# Texto de leitura:
**********
Marcelo RANGEL Lima Graduado em Comunicação Social/Jornalismo pela Universidade Federal de Sergipe (UFS), pós-graduado em Gestão e Políticas Culturais pela Universidade de Girona (UG). Diretor de

Programas e Projetos do Instituto Banese. E-mail: [email protected]

Ezio Christian DÉDA de Araújo Graduado em Arquitetura e Urbanismo pela Universidade Tiradentes (UNIT), pós-graduado em Desenho, Registro e Memória pela Universidade Estadual de Feira de Santana (UEFS).

Professor do curso de Arquitetura e Urbanismo da Universidade Tiradentes. Diretor Superintendente do Instituto Banese. E-mail: [email protected]

Resumo:

O presente artigo faz uma análise sobre a atuação de museu localizado em

Aracaju, capital do estado de Sergipe, Brasil, que apresenta expressões

culturais, personalidades e ecossistemas por meio de recursos tecnológicos e

interatividade e valoriza a pluralidade de vozes que compõem a cultura do

território em sua ação cultural. O trabalho destaca a perspectiva de que o

patrimônio cultural pode contribuir para dinamizar o contexto em que está

inserido, através de uma gestão voltada para expandir as capacidades

criativas de indivíduos e coletivos.
**********
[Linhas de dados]

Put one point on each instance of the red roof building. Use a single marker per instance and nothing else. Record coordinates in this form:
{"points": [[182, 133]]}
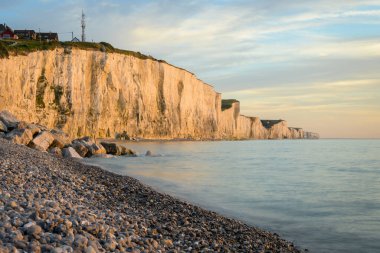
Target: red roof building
{"points": [[7, 33]]}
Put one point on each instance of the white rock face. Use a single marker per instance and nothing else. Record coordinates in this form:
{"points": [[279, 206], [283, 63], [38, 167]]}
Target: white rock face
{"points": [[85, 92]]}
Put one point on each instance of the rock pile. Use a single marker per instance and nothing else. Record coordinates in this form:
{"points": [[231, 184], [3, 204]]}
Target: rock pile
{"points": [[55, 141], [50, 204]]}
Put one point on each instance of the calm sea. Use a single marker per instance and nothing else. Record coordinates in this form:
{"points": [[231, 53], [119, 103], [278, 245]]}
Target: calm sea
**********
# Conjunto de tarefas:
a) Segundo o texto sobre o museu de Aracaju, em que universidade Ezio Christian DÉDA de Araújo se graduou em Arquitetura e Urbanismo?
b) Transcreva do texto sobre o museu de Aracaju o trecho que começa em "patrimônio cultural pode" e termina em "indivíduos e coletivos.".
Os registros provêm de outra fonte.

# Soluções:
a) Na Universidade Tiradentes (UNIT).

b)
patrimônio cultural pode contribuir para dinamizar o contexto em que está

inserido, através de uma gestão voltada para expandir as capacidades

criativas de indivíduos e coletivos.